Work order A »
List every member of Adm. Mullen's Naval Academy class named in the article on Adm. Mullen below.
Work order B »
Using the article on Adm. Mullen below, decide whether each statement agrees with it: (i) Mullen expects the drawdown in Iraq to start in earnest in 2010. (ii) Mullen criticizes the Pakistani military. (iii) Mullen addresses the view that the counterinsurgency strategy in Afghanistan drifts away from defeating al-Qaeda.
Work order C »
Return the passage of the article on Adm. Mullen below between "Adm. Mullen on" and "the Middle East.", inclusive.

Extract »
-.-.-
Adm. Mullen on U.S. Mideast Policy
Adm. Mike Mullen, the chairman of the Joint Chiefs of Staff, fresh from Moscow for a military-to-military relations visit, is at the National Press Club. I didn’t know his Naval Academy class also included Sen. Jim Webb (D-Va.), Oliver North and Director of National Intelligence Dennis Blair. Anyway, here are some highlights of his overview of where the Obama administration is at on the Middle East.
“We’re at a point now in Iraq where the violence level is down, in fact dramatically so … We’re on our plan to support our drawdown” that will start “really, significantly” in 2010; most troop levels will stay level at around 131,000 to 120,000 until early next year.” My expectation is that we will draw down rapidly” to get to 35,000 to 50,000 by August 2010, when we “transition our forces, totally” to an advisory and not combat mission. He doesn’t really say much about dangers in drawing down aside from saying that any transition carries risk.
Afghanistan. Yesterday was one of the U.S.’ bloodiest days in the war. “The people of Afghanistan… are the center of gravity,” Mullen says, and troops need to create the space for “governance… at the local level… engaging tribal leaders.” Strategy is “really a regional strategy” to include Pakistan, where Mullen shuttles back and forth endlessly. He praises the Pakistani military. “Clearly, the top priority with respect to that strategy is to defeat al-Qaeda, whose leadership resides in the FATA, the tribal areas in western Pakistan.” Some see the counterinsurgency strategy on display in Afghanistan as a kind of Tokyo Drift away from that; Mullen doesn’t address the issue.
-.-.-
Records in a dataset:
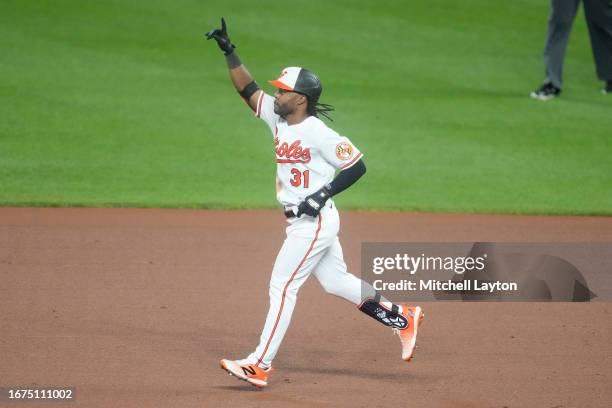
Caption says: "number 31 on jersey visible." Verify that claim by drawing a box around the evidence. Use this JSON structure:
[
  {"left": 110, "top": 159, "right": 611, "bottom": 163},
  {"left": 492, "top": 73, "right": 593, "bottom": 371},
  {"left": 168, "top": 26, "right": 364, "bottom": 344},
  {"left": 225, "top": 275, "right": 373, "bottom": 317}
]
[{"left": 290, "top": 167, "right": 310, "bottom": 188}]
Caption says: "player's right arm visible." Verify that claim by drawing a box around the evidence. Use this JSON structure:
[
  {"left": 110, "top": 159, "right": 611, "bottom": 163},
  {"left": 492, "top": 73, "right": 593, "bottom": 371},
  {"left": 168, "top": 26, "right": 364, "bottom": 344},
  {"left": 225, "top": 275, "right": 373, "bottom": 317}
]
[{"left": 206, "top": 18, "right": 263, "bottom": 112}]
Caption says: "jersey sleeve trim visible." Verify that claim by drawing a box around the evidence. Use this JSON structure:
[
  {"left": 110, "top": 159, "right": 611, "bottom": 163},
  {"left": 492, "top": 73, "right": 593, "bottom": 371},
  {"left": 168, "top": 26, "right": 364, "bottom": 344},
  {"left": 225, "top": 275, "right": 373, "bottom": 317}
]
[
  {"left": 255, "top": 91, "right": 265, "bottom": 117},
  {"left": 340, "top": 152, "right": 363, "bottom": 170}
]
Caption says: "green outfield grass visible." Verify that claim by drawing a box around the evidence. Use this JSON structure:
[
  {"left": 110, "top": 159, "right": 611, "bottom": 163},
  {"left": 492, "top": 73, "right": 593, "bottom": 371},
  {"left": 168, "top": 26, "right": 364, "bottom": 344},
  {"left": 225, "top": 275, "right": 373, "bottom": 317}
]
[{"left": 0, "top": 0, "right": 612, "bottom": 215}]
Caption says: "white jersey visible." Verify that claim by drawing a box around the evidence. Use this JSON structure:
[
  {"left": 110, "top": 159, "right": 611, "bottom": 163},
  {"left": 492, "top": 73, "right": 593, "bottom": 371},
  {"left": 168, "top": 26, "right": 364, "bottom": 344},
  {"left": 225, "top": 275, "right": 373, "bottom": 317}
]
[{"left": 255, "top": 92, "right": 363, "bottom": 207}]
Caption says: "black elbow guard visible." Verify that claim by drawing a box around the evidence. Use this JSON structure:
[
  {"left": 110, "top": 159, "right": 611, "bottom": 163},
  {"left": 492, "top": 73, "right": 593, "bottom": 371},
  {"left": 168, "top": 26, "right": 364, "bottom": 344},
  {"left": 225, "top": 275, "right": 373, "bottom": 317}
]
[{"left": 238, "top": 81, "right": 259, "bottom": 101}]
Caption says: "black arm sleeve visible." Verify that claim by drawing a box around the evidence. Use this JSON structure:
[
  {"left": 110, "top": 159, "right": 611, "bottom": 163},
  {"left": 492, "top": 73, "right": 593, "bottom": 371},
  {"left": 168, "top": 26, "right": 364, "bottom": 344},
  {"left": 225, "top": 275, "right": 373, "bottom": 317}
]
-.-.-
Final answer A »
Sen. Jim Webb (D-Va.), Oliver North, Dennis Blair

Final answer B »
(i) Yes: "that will start “really, significantly” in 2010"
(ii) No: "He praises the Pakistani military."
(iii) No: "Mullen doesn’t address the issue."

Final answer C »
Adm. Mullen on U.S. Mideast Policy
Adm. Mike Mullen, the chairman of the Joint Chiefs of Staff, fresh from Moscow for a military-to-military relations visit, is at the National Press Club. I didn’t know his Naval Academy class also included Sen. Jim Webb (D-Va.), Oliver North and Director of National Intelligence Dennis Blair. Anyway, here are some highlights of his overview of where the Obama administration is at on the Middle East.